=== Recorded information ===

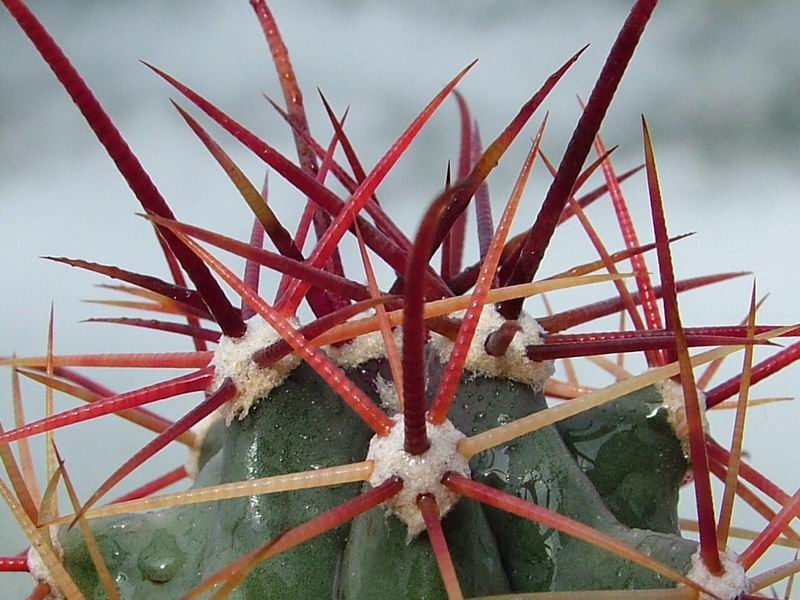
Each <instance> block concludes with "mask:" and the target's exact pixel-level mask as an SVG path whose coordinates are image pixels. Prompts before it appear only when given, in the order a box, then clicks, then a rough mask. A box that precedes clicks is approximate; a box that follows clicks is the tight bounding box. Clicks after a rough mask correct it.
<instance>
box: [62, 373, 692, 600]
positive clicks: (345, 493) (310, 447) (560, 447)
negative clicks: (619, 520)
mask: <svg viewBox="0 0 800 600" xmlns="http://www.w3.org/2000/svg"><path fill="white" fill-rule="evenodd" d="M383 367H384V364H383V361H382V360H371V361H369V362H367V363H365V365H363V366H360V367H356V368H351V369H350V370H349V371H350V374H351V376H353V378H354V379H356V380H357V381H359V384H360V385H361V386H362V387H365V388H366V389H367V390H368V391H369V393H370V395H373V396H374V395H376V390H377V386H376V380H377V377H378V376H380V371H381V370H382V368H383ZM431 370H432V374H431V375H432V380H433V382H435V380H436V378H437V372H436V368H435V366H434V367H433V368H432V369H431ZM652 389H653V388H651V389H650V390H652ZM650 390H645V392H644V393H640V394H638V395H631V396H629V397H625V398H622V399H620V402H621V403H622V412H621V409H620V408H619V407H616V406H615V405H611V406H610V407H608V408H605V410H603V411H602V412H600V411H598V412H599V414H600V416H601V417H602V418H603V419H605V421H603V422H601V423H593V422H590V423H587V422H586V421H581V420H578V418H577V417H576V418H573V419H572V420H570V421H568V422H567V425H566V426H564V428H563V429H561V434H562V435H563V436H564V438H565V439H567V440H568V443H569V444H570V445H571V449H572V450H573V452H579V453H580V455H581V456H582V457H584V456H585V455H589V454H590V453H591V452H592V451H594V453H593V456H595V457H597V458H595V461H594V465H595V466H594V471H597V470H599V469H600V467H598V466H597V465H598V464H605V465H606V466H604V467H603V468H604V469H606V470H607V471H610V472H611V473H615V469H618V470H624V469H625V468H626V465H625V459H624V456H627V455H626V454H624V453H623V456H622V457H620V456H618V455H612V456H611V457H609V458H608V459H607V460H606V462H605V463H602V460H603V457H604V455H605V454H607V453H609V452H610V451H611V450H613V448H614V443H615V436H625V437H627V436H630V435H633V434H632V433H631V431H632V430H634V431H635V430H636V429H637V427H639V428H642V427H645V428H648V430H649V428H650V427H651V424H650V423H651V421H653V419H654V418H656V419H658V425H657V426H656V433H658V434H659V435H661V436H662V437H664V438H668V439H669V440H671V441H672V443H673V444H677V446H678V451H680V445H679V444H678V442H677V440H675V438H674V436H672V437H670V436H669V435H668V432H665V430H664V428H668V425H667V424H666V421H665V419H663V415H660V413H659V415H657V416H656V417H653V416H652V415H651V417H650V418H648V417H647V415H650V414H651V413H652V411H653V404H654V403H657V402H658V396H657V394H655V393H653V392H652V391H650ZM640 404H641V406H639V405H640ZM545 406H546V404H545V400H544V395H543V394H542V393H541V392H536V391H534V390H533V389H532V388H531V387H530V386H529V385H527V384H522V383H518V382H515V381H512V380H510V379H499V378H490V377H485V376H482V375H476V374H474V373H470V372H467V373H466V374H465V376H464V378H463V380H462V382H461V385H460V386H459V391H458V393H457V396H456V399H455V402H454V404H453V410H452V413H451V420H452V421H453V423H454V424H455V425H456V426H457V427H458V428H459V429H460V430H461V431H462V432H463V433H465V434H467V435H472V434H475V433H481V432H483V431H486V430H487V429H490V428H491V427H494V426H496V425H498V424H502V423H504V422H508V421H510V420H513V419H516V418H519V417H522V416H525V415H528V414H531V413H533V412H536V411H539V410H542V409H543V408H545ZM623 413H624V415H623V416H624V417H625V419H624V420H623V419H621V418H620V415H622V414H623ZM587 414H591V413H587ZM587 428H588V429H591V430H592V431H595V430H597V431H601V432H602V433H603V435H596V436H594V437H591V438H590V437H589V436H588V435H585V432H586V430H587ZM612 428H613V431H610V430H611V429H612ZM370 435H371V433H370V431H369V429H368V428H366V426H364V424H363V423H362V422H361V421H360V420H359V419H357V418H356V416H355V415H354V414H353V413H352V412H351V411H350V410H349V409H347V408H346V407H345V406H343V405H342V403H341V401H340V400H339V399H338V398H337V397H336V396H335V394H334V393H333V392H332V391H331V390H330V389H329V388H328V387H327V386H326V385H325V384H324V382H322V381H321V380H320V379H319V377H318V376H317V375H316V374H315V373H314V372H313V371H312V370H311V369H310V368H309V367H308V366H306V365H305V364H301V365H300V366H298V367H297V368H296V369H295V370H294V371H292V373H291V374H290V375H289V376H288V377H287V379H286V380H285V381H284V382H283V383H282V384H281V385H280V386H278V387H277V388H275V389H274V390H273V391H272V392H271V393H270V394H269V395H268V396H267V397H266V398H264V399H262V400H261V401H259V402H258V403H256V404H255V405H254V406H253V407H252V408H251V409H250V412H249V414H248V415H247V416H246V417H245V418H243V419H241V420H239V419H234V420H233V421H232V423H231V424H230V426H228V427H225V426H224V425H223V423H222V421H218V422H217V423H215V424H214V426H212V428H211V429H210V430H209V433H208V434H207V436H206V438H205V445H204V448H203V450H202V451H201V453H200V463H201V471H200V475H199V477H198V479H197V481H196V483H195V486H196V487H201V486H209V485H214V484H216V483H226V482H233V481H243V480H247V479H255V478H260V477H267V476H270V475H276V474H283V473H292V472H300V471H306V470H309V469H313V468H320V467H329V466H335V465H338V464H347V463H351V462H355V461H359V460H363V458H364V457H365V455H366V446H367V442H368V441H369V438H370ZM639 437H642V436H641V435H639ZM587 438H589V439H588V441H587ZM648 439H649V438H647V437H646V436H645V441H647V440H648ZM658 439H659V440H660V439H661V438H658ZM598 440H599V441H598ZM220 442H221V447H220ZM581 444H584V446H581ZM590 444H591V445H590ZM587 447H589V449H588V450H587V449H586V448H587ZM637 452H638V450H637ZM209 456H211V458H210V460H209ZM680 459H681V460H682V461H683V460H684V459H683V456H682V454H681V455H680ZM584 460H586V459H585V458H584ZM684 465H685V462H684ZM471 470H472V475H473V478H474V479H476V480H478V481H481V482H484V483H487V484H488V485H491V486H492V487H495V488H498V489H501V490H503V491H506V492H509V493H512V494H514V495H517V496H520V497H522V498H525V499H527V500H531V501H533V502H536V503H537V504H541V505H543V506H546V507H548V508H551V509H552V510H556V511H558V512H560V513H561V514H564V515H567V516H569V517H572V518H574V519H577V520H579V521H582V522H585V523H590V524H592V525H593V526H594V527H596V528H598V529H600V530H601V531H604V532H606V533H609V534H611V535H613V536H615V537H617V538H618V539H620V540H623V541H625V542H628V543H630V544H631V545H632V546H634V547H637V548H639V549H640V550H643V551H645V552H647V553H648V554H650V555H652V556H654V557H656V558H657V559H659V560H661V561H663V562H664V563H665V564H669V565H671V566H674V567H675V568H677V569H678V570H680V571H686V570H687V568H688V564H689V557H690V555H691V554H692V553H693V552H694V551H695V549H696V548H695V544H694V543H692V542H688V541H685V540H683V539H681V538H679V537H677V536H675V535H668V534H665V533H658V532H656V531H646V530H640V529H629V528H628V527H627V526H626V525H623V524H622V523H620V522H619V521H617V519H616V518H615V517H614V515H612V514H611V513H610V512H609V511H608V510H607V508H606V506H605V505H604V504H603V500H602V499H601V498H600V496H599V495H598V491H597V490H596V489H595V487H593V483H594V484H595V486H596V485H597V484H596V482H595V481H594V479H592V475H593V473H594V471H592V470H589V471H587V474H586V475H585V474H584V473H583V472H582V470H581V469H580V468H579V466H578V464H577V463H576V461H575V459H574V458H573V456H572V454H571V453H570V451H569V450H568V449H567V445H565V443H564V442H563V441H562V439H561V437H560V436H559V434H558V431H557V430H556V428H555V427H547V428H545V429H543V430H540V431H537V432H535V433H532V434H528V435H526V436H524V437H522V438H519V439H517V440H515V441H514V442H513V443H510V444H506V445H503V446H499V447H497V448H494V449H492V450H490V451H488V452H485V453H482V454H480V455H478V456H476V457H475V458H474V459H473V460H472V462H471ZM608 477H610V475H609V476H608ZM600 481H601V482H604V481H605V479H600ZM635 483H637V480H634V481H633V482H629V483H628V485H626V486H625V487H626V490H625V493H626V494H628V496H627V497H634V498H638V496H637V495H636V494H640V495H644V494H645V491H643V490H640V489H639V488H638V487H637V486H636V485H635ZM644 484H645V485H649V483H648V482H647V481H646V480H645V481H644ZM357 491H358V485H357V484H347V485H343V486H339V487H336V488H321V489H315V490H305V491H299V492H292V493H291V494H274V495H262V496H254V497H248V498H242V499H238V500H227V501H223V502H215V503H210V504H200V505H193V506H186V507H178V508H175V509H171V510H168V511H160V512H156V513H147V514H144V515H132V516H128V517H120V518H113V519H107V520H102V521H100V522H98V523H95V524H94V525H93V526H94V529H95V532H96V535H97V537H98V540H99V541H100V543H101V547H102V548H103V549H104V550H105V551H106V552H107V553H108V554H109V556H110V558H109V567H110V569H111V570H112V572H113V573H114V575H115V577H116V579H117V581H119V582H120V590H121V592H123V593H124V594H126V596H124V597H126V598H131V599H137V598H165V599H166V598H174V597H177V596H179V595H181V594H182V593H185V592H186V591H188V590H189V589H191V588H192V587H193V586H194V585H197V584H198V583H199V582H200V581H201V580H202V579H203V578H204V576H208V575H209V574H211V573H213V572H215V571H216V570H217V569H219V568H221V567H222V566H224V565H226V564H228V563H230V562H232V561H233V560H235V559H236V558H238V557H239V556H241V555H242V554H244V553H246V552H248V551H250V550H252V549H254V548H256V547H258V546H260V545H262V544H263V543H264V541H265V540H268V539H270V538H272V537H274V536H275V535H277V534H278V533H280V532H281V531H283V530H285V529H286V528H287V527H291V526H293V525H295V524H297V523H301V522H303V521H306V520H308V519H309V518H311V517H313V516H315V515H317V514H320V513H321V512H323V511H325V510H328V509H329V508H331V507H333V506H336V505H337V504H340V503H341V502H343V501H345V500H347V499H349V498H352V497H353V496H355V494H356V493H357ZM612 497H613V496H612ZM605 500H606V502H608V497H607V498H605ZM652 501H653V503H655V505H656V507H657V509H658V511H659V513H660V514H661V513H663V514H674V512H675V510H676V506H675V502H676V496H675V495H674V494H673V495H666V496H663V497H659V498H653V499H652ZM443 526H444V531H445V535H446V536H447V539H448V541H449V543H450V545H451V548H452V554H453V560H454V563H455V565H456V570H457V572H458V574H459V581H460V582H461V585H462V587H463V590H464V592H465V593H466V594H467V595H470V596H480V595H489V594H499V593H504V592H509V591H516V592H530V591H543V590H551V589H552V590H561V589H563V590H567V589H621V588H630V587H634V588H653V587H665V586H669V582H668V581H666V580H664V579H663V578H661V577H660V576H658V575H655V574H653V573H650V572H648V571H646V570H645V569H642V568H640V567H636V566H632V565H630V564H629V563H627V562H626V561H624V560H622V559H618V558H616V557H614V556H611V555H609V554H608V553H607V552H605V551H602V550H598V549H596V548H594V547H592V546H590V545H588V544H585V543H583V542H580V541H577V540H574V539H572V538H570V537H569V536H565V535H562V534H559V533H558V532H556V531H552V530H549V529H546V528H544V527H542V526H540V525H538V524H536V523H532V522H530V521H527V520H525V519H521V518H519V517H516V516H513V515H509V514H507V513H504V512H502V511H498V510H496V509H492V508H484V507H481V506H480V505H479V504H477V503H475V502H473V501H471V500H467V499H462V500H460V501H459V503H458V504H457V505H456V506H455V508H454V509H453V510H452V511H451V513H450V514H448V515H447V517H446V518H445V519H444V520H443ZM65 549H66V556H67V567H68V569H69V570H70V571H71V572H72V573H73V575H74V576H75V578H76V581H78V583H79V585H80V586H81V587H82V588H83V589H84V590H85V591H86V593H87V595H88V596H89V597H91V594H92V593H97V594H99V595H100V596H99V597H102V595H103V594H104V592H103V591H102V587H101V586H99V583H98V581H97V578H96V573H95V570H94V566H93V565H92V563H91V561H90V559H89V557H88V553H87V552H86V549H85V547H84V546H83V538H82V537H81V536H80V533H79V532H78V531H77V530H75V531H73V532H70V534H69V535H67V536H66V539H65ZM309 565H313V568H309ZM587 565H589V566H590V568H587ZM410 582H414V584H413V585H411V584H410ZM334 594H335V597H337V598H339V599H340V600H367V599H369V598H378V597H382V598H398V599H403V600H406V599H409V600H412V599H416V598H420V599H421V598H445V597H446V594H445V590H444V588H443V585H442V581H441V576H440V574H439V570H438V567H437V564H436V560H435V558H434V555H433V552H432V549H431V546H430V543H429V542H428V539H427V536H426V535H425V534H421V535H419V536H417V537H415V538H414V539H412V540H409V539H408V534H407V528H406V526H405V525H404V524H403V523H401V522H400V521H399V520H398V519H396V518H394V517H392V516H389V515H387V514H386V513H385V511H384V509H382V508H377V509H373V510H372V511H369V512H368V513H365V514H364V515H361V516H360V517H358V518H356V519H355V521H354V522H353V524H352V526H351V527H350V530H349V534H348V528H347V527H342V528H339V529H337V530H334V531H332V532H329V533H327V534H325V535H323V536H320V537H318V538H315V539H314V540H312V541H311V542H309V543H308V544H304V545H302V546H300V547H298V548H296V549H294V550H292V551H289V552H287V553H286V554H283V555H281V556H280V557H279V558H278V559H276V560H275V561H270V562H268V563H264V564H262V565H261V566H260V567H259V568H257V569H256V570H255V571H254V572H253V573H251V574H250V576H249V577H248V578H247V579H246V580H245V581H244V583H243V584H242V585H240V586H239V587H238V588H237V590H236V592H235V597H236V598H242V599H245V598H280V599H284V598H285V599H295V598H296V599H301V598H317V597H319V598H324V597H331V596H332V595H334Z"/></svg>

===

*What the task asks*: Only the lines from the top of the material above down to the line bearing "positive clicks: (345, 493)", that line included, should be set down exactly; no pictures.

*Solution for this task*:
Each <instance> block concludes with "mask:" and the target's exact pixel-level mask as an SVG path whose coordinates are image pixels. Prompts before it appear only when given, in the order a box, then clicks, then a rough mask. A box that precedes clicks is approximate; a box that follows clicks is the tight bounding box. Clicks after a rough mask correct it.
<instance>
box: [62, 373, 692, 600]
positive clicks: (345, 493) (310, 447) (560, 447)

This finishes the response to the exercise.